● Aim 1:
According to the article on Israel's ups and downs of 2013, how many days will Netanyahu have to submit a new budget?
● Aim 2:
Using the article on Israel's ups and downs of 2013, mark each statement yes or no and quote the words that decide it: (a) The salaries of ministers and members of Knesset are going down. (b) The planned deficit was NIS 18 billion. (c) The budget deficit is 4.2% of GDP.

* Begin Extracted text *

The [many] ups and [few] downs of 2013

The [many] ups and [few] downs of 2013

In Israel, what goes up doesn’t necessarily come back down again.

Starting January 1, some things in Israel are going to go up, and it might be a long time until they start going down again.

Here is a partial list:

Government employees, like ministers, members of Knesset, and the prime minister’s salaries are all going up.

Yes friends, the people who are responsible for digging us into this hole are due for an automatic pay increase.

This is thanks to a series of financial steps – including raising taxes – that the government has taken to reduce Israel’s own looming fiscal cliff, which is quickly coming up.

Prime Minister Benjamin Netanyahu’s immediate challenge, should he win the upcoming election [which looks very likely], is to decrease the deficit from its mammoth NIS 38 billion – more than double the planned deficit of NIS 18 billion. That’s a budget deficit of 4.2% of GDP. Netanyahu will have 45 days to submit a new budget, or by law, the country will have to go to elections again. Netanyahu will be forced to make some NIS 14 billion in cuts to government spending and will have no choice but to increase taxes. This is why he called for elections in the first place – knowing that with this kind of necessary austerity budget, there was no way that a serving prime minister could hope to get reelected. So a lot of taxes are going to go up, and public sector wages are going to have to come down [the very public sector wages that Netanyahu spent NIS 15 billion in the first place].

* End Extracted text *
* Begin Information shown *

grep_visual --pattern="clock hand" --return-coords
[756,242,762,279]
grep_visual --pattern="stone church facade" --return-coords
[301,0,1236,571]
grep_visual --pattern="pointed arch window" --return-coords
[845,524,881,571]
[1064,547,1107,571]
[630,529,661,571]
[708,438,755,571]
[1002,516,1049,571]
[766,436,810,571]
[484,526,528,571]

* End Information shown *
* Begin Information shown *

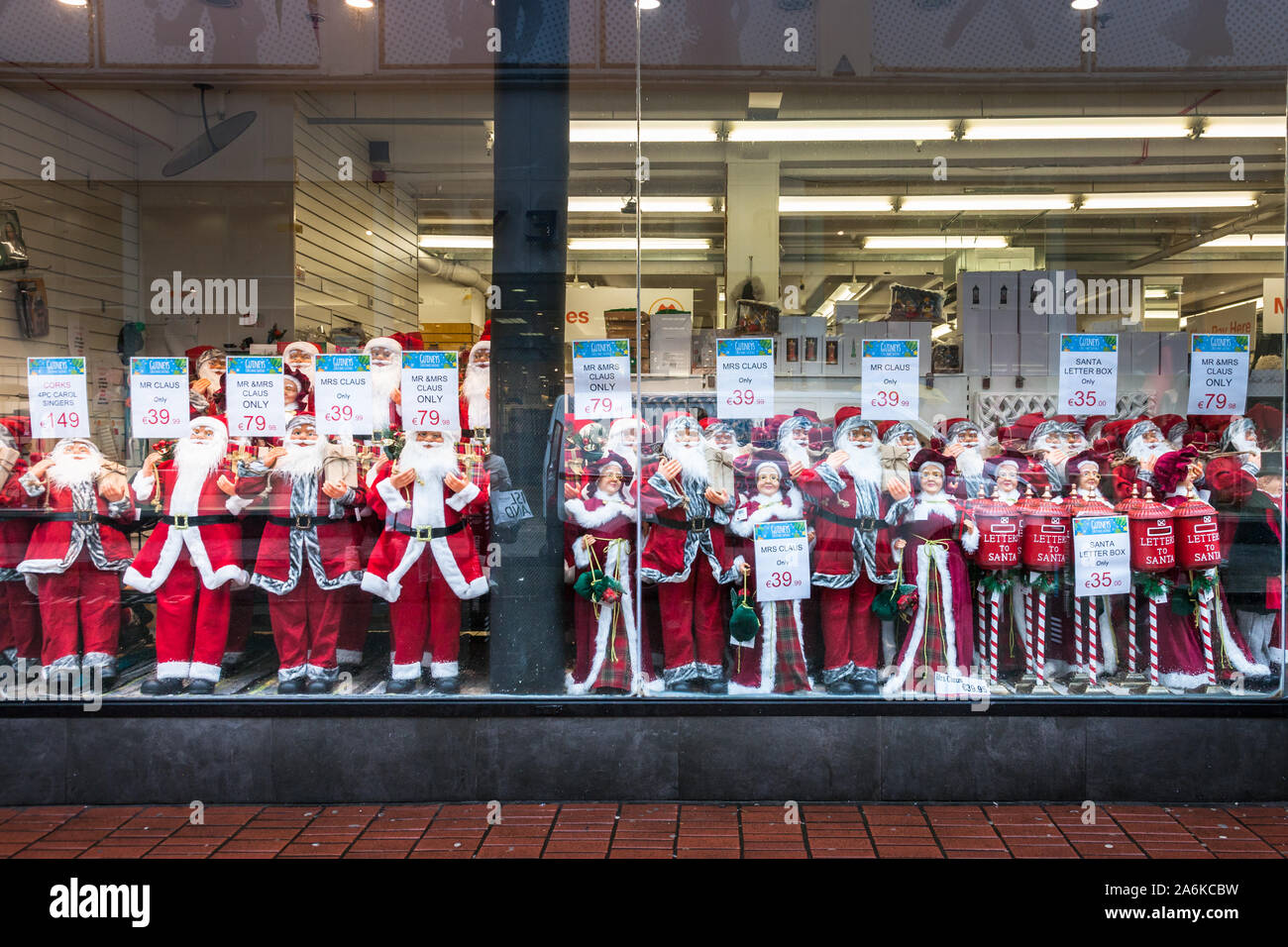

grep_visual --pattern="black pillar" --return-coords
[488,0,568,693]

* End Information shown *

● Task output 1:
45 days.

● Task output 2:
(a) No: "Government employees, like ministers, members of Knesset, and the prime minister’s salaries are all going up."
(b) Yes: "more than double the planned deficit of NIS 18 billion"
(c) Yes: "That’s a budget deficit of 4.2% of GDP."